(Items from a data source)

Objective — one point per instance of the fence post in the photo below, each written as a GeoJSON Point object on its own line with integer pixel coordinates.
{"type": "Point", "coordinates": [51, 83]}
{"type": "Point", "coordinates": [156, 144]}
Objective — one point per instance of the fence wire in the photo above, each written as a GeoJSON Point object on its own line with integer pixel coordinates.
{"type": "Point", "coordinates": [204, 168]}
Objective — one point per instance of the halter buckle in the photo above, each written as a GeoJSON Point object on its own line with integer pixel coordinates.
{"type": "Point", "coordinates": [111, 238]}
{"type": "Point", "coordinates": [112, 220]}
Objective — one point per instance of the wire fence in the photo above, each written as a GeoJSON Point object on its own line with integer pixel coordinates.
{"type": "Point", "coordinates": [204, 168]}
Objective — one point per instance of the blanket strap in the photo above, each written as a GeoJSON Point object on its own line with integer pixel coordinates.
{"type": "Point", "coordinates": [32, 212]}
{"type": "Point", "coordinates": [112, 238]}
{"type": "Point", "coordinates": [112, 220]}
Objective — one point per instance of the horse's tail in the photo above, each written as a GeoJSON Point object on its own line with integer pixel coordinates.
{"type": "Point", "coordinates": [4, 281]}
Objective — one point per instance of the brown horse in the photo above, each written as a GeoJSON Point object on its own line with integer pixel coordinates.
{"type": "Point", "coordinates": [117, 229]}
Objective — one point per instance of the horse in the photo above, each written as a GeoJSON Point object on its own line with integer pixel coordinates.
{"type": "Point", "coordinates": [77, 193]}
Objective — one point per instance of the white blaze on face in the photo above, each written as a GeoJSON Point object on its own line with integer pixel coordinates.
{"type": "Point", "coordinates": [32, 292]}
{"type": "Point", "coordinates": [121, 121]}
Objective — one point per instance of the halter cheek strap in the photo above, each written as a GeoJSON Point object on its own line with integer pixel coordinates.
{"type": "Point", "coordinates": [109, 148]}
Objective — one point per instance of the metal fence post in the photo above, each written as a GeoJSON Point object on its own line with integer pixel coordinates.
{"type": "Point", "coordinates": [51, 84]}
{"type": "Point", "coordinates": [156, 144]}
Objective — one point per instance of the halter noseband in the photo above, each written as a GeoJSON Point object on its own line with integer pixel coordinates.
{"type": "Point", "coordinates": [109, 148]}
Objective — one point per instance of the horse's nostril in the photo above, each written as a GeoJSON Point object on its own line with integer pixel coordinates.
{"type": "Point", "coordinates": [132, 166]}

Task description:
In this exercise, reproduce each line above exactly.

Exercise answer:
Objective — one point per instance of the fence post in the photo below, each written as a GeoJSON Point object on its own line with integer pixel coordinates.
{"type": "Point", "coordinates": [51, 83]}
{"type": "Point", "coordinates": [156, 144]}
Objective — one point per instance of the fence wire in the photo above, each written as a GeoJSON Point object on its own line with integer pixel coordinates.
{"type": "Point", "coordinates": [204, 168]}
Objective — one point per instance of the halter buckle in the photo above, each written as a GeoJSON Point object on its own line with integer pixel coordinates.
{"type": "Point", "coordinates": [111, 238]}
{"type": "Point", "coordinates": [112, 220]}
Objective — one point per instance of the wire fence in the photo above, each written as a GeoJSON Point object on its own line with integer pixel coordinates.
{"type": "Point", "coordinates": [204, 168]}
Objective — one point per instance of the blanket strap in the photo above, each written as a GeoJSON Point object on its own line with integer pixel coordinates.
{"type": "Point", "coordinates": [32, 212]}
{"type": "Point", "coordinates": [112, 238]}
{"type": "Point", "coordinates": [112, 220]}
Objective — one point per instance of the horse's tail in the photo above, each written as a GeoJSON Point object on its own line with integer pixel coordinates.
{"type": "Point", "coordinates": [4, 281]}
Objective — one point per instance of the brown horse in the photo above, each written as a GeoJSON Point object on its own line with integer pixel coordinates.
{"type": "Point", "coordinates": [117, 229]}
Objective — one point per instance of the horse in the photo above, each written as a GeoJSON Point object on its own line with integer pixel coordinates.
{"type": "Point", "coordinates": [77, 193]}
Objective — one point per instance of the white blaze on face in the photo above, each written as a GeoJSON Point object on its own line with integer pixel coordinates.
{"type": "Point", "coordinates": [32, 292]}
{"type": "Point", "coordinates": [121, 121]}
Objective — one point per instance of the halter cheek strap in the photo above, each written as a GeoJSON Point object on its own line with integer pixel coordinates.
{"type": "Point", "coordinates": [109, 148]}
Objective — one point per instance of the metal fence post in the photo above, each written as a GeoJSON Point object on its own line with integer pixel coordinates.
{"type": "Point", "coordinates": [51, 84]}
{"type": "Point", "coordinates": [156, 144]}
Objective — one point per instance of the halter noseband in the photo above, each written as a GeoJSON Point object on its own line with integer pixel coordinates.
{"type": "Point", "coordinates": [109, 148]}
Objective — one point per instance of the horse's nostril in the photo above, each written as a GeoJSON Point object on its own line with integer pixel coordinates.
{"type": "Point", "coordinates": [132, 166]}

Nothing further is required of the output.